--- Excerpted records ---

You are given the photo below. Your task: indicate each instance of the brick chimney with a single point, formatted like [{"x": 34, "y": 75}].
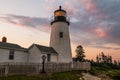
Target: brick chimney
[{"x": 4, "y": 39}]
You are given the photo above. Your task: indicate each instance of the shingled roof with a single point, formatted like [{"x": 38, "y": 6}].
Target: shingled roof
[
  {"x": 45, "y": 49},
  {"x": 11, "y": 46}
]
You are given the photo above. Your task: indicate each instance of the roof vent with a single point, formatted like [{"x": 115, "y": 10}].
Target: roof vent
[{"x": 4, "y": 39}]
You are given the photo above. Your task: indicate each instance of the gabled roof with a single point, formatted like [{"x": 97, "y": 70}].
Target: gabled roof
[
  {"x": 46, "y": 49},
  {"x": 11, "y": 46}
]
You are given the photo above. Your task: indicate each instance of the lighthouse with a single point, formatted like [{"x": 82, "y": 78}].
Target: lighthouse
[{"x": 60, "y": 38}]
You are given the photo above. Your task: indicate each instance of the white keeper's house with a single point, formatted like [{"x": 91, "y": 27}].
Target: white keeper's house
[{"x": 59, "y": 49}]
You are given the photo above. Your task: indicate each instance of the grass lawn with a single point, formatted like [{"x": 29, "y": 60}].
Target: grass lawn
[
  {"x": 73, "y": 75},
  {"x": 112, "y": 73}
]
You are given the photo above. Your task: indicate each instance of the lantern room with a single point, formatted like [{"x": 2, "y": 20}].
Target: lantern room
[{"x": 60, "y": 15}]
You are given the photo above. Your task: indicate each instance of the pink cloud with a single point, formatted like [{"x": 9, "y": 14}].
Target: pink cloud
[
  {"x": 89, "y": 5},
  {"x": 70, "y": 10}
]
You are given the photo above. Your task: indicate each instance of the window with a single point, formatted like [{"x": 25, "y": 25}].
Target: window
[
  {"x": 11, "y": 55},
  {"x": 61, "y": 34},
  {"x": 48, "y": 57}
]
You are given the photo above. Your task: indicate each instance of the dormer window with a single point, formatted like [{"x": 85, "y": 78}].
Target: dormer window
[
  {"x": 11, "y": 55},
  {"x": 61, "y": 34}
]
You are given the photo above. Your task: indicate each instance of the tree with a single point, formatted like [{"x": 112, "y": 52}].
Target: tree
[{"x": 80, "y": 53}]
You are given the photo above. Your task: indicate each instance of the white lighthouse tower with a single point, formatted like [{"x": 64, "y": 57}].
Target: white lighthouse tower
[{"x": 60, "y": 39}]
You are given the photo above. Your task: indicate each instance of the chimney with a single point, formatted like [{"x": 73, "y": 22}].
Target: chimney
[{"x": 4, "y": 39}]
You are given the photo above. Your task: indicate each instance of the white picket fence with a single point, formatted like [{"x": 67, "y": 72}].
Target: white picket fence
[{"x": 32, "y": 68}]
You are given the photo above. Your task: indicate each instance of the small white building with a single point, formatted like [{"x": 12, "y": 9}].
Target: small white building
[{"x": 59, "y": 50}]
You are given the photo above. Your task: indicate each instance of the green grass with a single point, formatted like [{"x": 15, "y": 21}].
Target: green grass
[
  {"x": 73, "y": 75},
  {"x": 112, "y": 73}
]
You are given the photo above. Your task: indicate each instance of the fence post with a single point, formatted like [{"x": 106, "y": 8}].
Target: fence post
[{"x": 6, "y": 70}]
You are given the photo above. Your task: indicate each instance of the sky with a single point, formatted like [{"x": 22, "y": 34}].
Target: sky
[{"x": 94, "y": 24}]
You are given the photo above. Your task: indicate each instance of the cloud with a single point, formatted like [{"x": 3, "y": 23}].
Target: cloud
[
  {"x": 26, "y": 21},
  {"x": 97, "y": 24}
]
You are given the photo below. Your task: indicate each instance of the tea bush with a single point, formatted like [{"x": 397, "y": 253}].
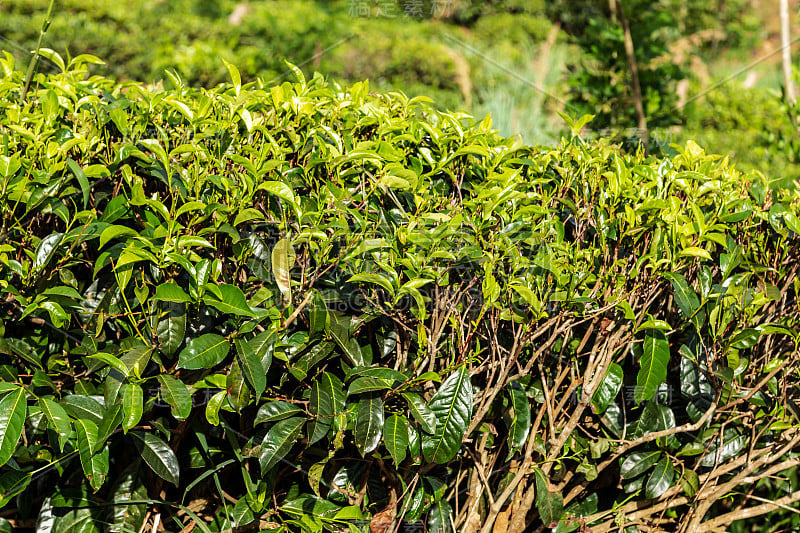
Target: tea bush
[{"x": 310, "y": 307}]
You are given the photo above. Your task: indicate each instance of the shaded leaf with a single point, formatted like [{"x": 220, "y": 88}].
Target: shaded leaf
[
  {"x": 176, "y": 394},
  {"x": 369, "y": 423},
  {"x": 395, "y": 437},
  {"x": 158, "y": 456},
  {"x": 653, "y": 365},
  {"x": 278, "y": 441},
  {"x": 94, "y": 461},
  {"x": 205, "y": 351},
  {"x": 452, "y": 406}
]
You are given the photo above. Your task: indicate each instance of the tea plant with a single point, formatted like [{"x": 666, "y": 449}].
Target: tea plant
[{"x": 310, "y": 307}]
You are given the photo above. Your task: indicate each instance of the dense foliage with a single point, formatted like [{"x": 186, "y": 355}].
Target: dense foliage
[{"x": 310, "y": 307}]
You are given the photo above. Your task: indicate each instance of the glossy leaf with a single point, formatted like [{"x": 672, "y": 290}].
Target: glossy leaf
[
  {"x": 653, "y": 365},
  {"x": 369, "y": 423},
  {"x": 171, "y": 292},
  {"x": 205, "y": 351},
  {"x": 276, "y": 410},
  {"x": 229, "y": 299},
  {"x": 13, "y": 409},
  {"x": 440, "y": 518},
  {"x": 549, "y": 504},
  {"x": 282, "y": 261},
  {"x": 132, "y": 405},
  {"x": 608, "y": 389},
  {"x": 518, "y": 419},
  {"x": 638, "y": 462},
  {"x": 251, "y": 366},
  {"x": 57, "y": 418},
  {"x": 278, "y": 441},
  {"x": 171, "y": 329},
  {"x": 661, "y": 478},
  {"x": 327, "y": 400},
  {"x": 176, "y": 394},
  {"x": 395, "y": 437},
  {"x": 423, "y": 414},
  {"x": 93, "y": 460}
]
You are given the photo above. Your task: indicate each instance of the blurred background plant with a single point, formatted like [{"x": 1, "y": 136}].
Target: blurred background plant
[{"x": 520, "y": 61}]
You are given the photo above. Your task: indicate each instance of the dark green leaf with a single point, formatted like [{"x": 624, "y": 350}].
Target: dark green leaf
[
  {"x": 369, "y": 423},
  {"x": 283, "y": 258},
  {"x": 685, "y": 297},
  {"x": 171, "y": 329},
  {"x": 158, "y": 456},
  {"x": 228, "y": 299},
  {"x": 132, "y": 405},
  {"x": 94, "y": 461},
  {"x": 276, "y": 410},
  {"x": 251, "y": 366},
  {"x": 608, "y": 389},
  {"x": 82, "y": 181},
  {"x": 174, "y": 392},
  {"x": 440, "y": 518},
  {"x": 13, "y": 409},
  {"x": 171, "y": 292},
  {"x": 395, "y": 437},
  {"x": 367, "y": 384},
  {"x": 638, "y": 462},
  {"x": 58, "y": 419},
  {"x": 661, "y": 478},
  {"x": 549, "y": 504},
  {"x": 452, "y": 405},
  {"x": 203, "y": 352},
  {"x": 653, "y": 365},
  {"x": 421, "y": 412},
  {"x": 278, "y": 441}
]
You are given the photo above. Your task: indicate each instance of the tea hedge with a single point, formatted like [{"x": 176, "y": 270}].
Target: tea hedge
[{"x": 310, "y": 307}]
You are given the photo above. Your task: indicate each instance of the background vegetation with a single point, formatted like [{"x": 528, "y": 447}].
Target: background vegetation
[{"x": 232, "y": 301}]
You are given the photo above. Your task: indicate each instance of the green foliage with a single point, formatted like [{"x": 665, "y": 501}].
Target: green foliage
[
  {"x": 329, "y": 305},
  {"x": 750, "y": 126},
  {"x": 603, "y": 87}
]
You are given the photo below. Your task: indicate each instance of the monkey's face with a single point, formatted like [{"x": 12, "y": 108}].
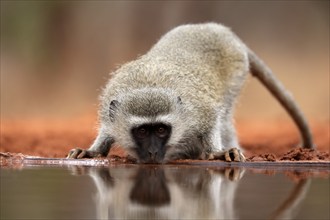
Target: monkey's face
[{"x": 150, "y": 141}]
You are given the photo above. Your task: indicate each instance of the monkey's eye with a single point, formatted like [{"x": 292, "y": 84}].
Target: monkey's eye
[
  {"x": 141, "y": 132},
  {"x": 161, "y": 131}
]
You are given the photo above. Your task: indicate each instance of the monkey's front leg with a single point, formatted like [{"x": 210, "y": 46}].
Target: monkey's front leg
[
  {"x": 233, "y": 154},
  {"x": 100, "y": 148}
]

---

**Task goal**: Starting at the line that holds "the green foliage", copy each line exactly through the end of the listing, both ends included. Leave the pictures out.

**Problem solution**:
You are given the photo above. Your task: indicate each instance of the green foliage with a single point, formatted like [{"x": 665, "y": 501}].
Target: green foliage
[
  {"x": 329, "y": 305},
  {"x": 750, "y": 126},
  {"x": 603, "y": 87}
]
You are given the photo below. Your task: indicate each instance of the monkey's face with a single point, formatted like [{"x": 12, "y": 108}].
Target: monkey's face
[{"x": 150, "y": 141}]
You are given the photo above. Your task: indicate each instance of the monkey's eye with a single point, formatted like [{"x": 292, "y": 84}].
Target: monkey's eye
[
  {"x": 141, "y": 132},
  {"x": 161, "y": 131}
]
You are given the photo above. Your task: indicate each instance of the monkey's front leg with a single point, formatted like [{"x": 210, "y": 46}].
Target: monkey's front leg
[
  {"x": 233, "y": 154},
  {"x": 100, "y": 148}
]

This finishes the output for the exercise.